Verilen Metin:
◆ ◆ ◆ ◆ ◆
Saturday, November 05, 2005

Dağcılık Üzerine Kısa Bir Tarih




Dağcılık tarihi üzerine ilk yaptığım çalışmalardan birisiydi bu yazı. Daha sonra gözden geçirdim ve Türkiye ile ilgili bazı paragraflar ekledim. Fotoğrafta İsviçre Alpleri'ndeki Aiguille du Purtscheller tırmanışı sonrası Orny buzulu üzerindeyim, 2005.

Dağlar, insanlar için her zaman kutsal, etkileyici anlamlar taşımışlardır. İnsanlar, dağlarına çıkmak, birlikte yaşamak ve korumak arzusunu taşımışlardır. Örneğin dünyaya kaba bir takım vahşiler olarak basmakalıp bir model ile tanıtılan kızılderililerin verdikleri en büyük mücadele kutsal Kara Tepeler (Black Hills) için olmuştur. Öte yandan Sioux savaş şefleri Çılgın At ve Oturan Boğa’nın Kara Tepeler’e çıkarak atalarının ruhları ile konuşmaları dağcılık yazınının konusu olmaz. Benzer gelişmelerin Orta ve Uzak Asya’da, Güney Amerika’da, Afrika’da yaşandığına kesin gözü ile bakılabilir. Kısaca ilk dağcılık etkinliklerinin kökeninde büyük ölçüde uhrevi amaçlar yattığını kabul edebiliriz.

Günümüzden bin yıl önce Yogi Milarepa (1040-1123) Kailash dağının zirvesine çıktığını iddia etmişti üstelik değişik bir araç kullanarak; Milarepa, güneş ışıklarının üzerinde yolculuk yaptığını açıklamıştı. İlk dağcılık faaliyetlerinin altında yalnızca dinsel nedenler yoktu elbette, örneğin Roma İmparatoru Hadrian, MÖ 126’da güneşin doğuşunu izlemek üzere Etna’ya tırmanmıştı. Leonardo Da Vinci’nin Monte Rosa’ya tırmanmasının altında büyük bilginin araştırma merakı yatıyor olsa gerek.

Dağcılık sporunun Alpler’de başladığı kabul edilir. Belki de, gerçekten böyle olduğu için değil, düzgün kayıtların ilk defa Avrupa’da tutulmasından dolayı bu tez kabul görmektedir. Buna karşılık Alpler’de geliştiği tartışma götürmez.

1492 yılında Antoine de Ville, Fransa Kralı VIII. Charles’ın emrini yerine getirmek amacıyla, beraberindeki ekip ile birlikte Mont Aiguille (2086 m) dağının o ana dek erişilemez kabul edilen zirve platosuna tırmandı. Pek çok kaynak tarafından ilk Alpin faaliyet olarak kabul edilmesine rağmen, de Ville’in motivasyonunun altında yatan fetih misyonu bu faaliyeti dağcılık olarak değerlendirmeyi zorlaştırıyor. Nitekim ekibin tırmanıştan sonra ilk olarak yaptığı iş, dağın Saint Charlemagne adı ile vaftiz edilmesi olmuştu. Aynı zirvenin ikinci çıkışının ancak 1834 yılında gerçekleştirilmesi bu savı doğrulamaktadır, bu ikinci faaliyeti macera duygusu gelişmiş bir çoban gerçekleştirmişti.
◆ ◆ ◆ ◆ ◆
Alıştırma Görevleri:
a. Dağcılık tarihine ilişkin metinde "1492 yılında Antoine" sözcükleriyle başlayıp "bir çoban gerçekleştirmişti." sözcüklerine kadar uzanan bölümün tamamını, hiçbir değişiklik yapmadan yineleyiniz.
b. Dağcılık tarihine ilişkin metne göre Mont Aiguille zirvesine ikinci çıkış hangi yılda gerçekleştirilmiştir?
Metnin ardından gelen materyal, metinden ayrı ve bağımsız bir kaynaktır.

Verilen Materyal:
◆ ◆ ◆ ◆ ◆
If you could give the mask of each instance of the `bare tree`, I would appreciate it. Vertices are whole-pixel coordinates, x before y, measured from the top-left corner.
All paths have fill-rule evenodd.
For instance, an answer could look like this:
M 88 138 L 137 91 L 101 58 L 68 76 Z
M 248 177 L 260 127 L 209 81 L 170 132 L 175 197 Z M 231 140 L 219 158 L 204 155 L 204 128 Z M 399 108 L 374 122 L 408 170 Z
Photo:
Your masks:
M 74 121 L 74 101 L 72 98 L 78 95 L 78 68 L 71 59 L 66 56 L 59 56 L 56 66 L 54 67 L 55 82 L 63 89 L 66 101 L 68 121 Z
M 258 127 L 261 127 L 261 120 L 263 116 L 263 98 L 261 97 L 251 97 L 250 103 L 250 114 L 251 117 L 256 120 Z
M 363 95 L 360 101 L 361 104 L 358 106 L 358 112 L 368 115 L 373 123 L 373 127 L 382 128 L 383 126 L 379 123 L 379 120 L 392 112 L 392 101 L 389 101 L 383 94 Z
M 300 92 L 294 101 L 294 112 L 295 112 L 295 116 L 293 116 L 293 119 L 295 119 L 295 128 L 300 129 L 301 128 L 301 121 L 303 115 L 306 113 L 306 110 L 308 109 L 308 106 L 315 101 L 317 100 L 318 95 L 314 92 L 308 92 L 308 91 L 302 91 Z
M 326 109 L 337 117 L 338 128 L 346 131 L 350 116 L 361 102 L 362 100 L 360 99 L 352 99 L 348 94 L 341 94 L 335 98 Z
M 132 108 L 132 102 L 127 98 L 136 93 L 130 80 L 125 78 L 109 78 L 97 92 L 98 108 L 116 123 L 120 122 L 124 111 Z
◆ ◆ ◆ ◆ ◆
Yanıt Anahtarı:
a.
1492 yılında Antoine de Ville, Fransa Kralı VIII. Charles’ın emrini yerine getirmek amacıyla, beraberindeki ekip ile birlikte Mont Aiguille (2086 m) dağının o ana dek erişilemez kabul edilen zirve platosuna tırmandı. Pek çok kaynak tarafından ilk Alpin faaliyet olarak kabul edilmesine rağmen, de Ville’in motivasyonunun altında yatan fetih misyonu bu faaliyeti dağcılık olarak değerlendirmeyi zorlaştırıyor. Nitekim ekibin tırmanıştan sonra ilk olarak yaptığı iş, dağın Saint Charlemagne adı ile vaftiz edilmesi olmuştu. Aynı zirvenin ikinci çıkışının ancak 1834 yılında gerçekleştirilmesi bu savı doğrulamaktadır, bu ikinci faaliyeti macera duygusu gelişmiş bir çoban gerçekleştirmişti.

b. 1834 yılında gerçekleştirilmiştir.